Given problem: Print all the records exactly, please.

Available records:
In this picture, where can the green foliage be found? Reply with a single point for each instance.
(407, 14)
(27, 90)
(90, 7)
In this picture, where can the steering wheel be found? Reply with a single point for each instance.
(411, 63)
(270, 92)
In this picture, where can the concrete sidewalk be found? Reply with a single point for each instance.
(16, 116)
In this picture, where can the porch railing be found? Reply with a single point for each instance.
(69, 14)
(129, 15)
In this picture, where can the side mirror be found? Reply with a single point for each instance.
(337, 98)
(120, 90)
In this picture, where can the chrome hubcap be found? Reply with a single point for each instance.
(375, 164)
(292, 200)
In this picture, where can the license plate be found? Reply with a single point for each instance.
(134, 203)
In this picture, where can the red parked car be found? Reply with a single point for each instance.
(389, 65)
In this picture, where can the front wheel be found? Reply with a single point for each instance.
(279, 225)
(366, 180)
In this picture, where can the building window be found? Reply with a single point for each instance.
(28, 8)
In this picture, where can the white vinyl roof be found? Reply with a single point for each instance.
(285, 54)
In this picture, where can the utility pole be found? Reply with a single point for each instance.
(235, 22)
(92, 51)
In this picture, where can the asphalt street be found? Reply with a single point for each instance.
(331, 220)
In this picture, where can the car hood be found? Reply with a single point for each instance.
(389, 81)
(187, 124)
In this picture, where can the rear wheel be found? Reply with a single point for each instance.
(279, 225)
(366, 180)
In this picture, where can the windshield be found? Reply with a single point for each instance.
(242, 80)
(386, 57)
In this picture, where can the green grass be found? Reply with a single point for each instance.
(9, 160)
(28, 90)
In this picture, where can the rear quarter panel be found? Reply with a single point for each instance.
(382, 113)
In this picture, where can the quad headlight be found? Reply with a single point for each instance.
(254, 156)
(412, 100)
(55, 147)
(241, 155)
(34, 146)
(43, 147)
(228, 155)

Answer for the task:
In this picture, where can the green foliage be found? Reply with a single point for each instance.
(407, 14)
(27, 90)
(90, 7)
In this picture, where can the steering wheel be found? Reply with a single point for each instance.
(411, 63)
(270, 92)
In this picture, where can the concrete sidewalk be found? Reply with a single point for each instance.
(16, 116)
In this picture, where can the porch railing be found? Reply with a single point for each instance.
(69, 14)
(129, 15)
In this picture, where can the side mirror be found? Reply with a single point for each instance.
(337, 98)
(120, 90)
In this picture, where can the chrome hubcap be found? Reply with a single point for each instance.
(375, 164)
(292, 200)
In this picture, where can the license plate be found? Reply with a single point for each instance.
(134, 203)
In this picture, where can the red parked car be found? Reply with a single point for each instance.
(389, 65)
In this picture, where can the front wheel be found? Reply with a single point for each instance.
(279, 225)
(366, 180)
In this picture, where can the building window be found? Reply with a single point for each instance.
(28, 8)
In this picture, where can the white vinyl roof be found? Reply with a single point for each instance.
(285, 54)
In this picture, where can the utility pole be found? Reply with a single point for each instance.
(235, 22)
(92, 51)
In this picture, where can the asphalt street be found? Reply with a single point for each instance.
(331, 220)
In this picture, where can the car hood be found? Reply with a single point for each instance.
(389, 81)
(187, 124)
In this picture, where can the rear wheel be found? Reply with a single point for each instance.
(279, 225)
(366, 180)
In this picture, where can the windshield be found? Reply with a single point for each instance.
(242, 80)
(386, 57)
In this picture, where can the green grass be found? Reply with a single point for each instance.
(9, 160)
(28, 90)
In this picture, where can the rear quarter panel be found? Reply with a single point for each instance.
(382, 113)
In this picture, where can the quad headlight be found? Reply with a single point for each instance.
(254, 156)
(412, 100)
(55, 147)
(241, 155)
(34, 146)
(43, 147)
(228, 155)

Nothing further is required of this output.